Data records

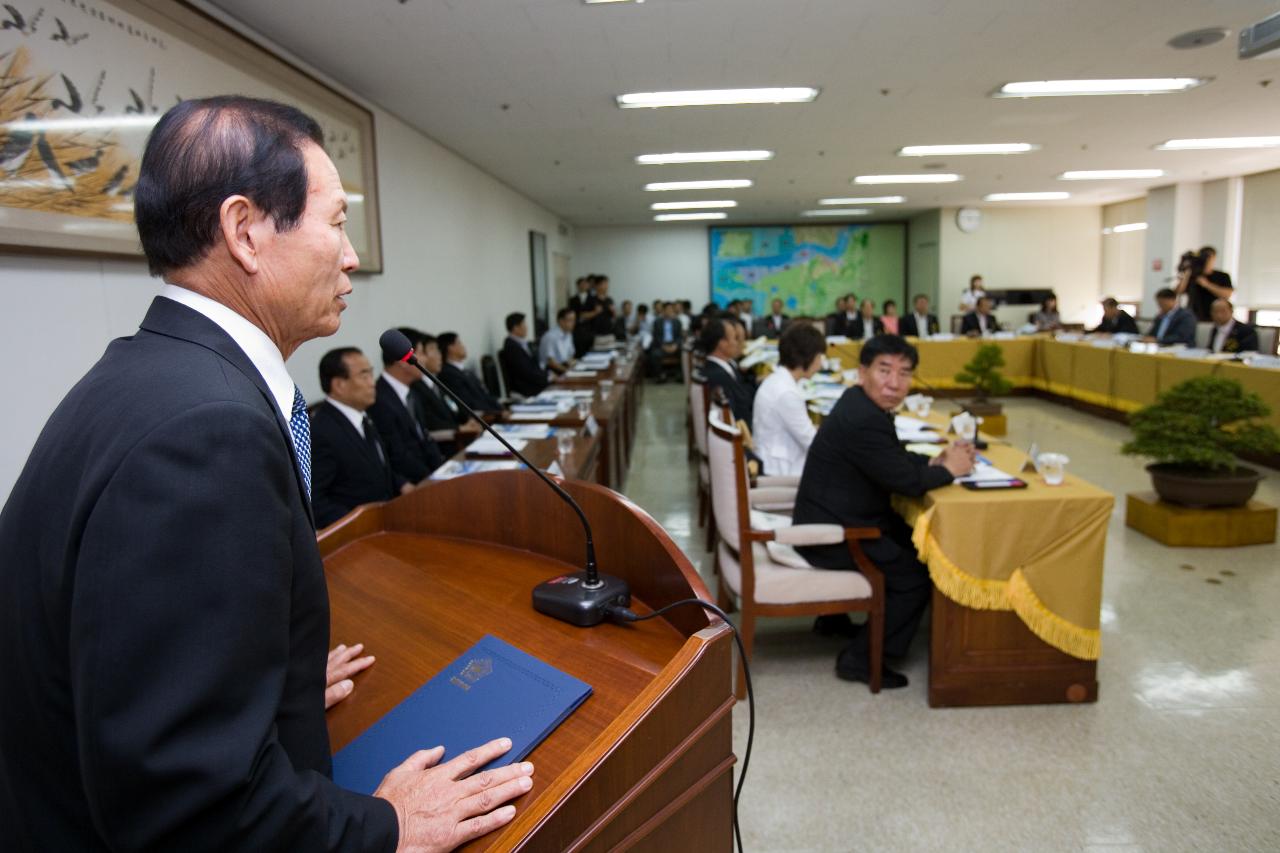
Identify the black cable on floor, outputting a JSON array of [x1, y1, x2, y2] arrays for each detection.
[[606, 598, 754, 853]]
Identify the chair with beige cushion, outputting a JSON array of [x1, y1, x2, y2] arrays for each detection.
[[689, 377, 715, 551], [707, 408, 885, 697]]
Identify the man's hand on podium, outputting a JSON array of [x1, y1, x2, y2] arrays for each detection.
[[375, 738, 534, 852], [325, 642, 376, 710]]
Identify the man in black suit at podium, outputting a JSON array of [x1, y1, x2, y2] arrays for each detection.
[[311, 347, 409, 528], [0, 96, 533, 850], [500, 312, 549, 398], [793, 335, 975, 689]]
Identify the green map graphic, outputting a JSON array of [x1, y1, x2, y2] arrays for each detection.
[[710, 224, 905, 318]]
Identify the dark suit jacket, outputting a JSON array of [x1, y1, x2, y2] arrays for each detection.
[[367, 376, 445, 483], [849, 316, 885, 339], [499, 337, 548, 398], [1153, 307, 1196, 347], [310, 401, 403, 528], [0, 297, 395, 851], [414, 377, 466, 431], [755, 314, 789, 338], [794, 386, 953, 571], [703, 358, 755, 427], [1090, 311, 1138, 335], [825, 312, 854, 337], [1210, 321, 1259, 354], [649, 317, 684, 350], [960, 311, 1001, 335], [899, 313, 940, 337], [439, 362, 501, 413]]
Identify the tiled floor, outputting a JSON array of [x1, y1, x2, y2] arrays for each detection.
[[624, 384, 1280, 853]]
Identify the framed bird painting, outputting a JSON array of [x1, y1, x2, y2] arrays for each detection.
[[0, 0, 382, 270]]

- Your objective: Emit verbatim the lines running from the one with "Identify the framed" through the last line of the data, both endpoints inclusive.

- Answer for the task:
Identify the framed bird painting, outputting a JSON array of [x1, y1, x2, y2] arrays for each detection.
[[0, 0, 382, 270]]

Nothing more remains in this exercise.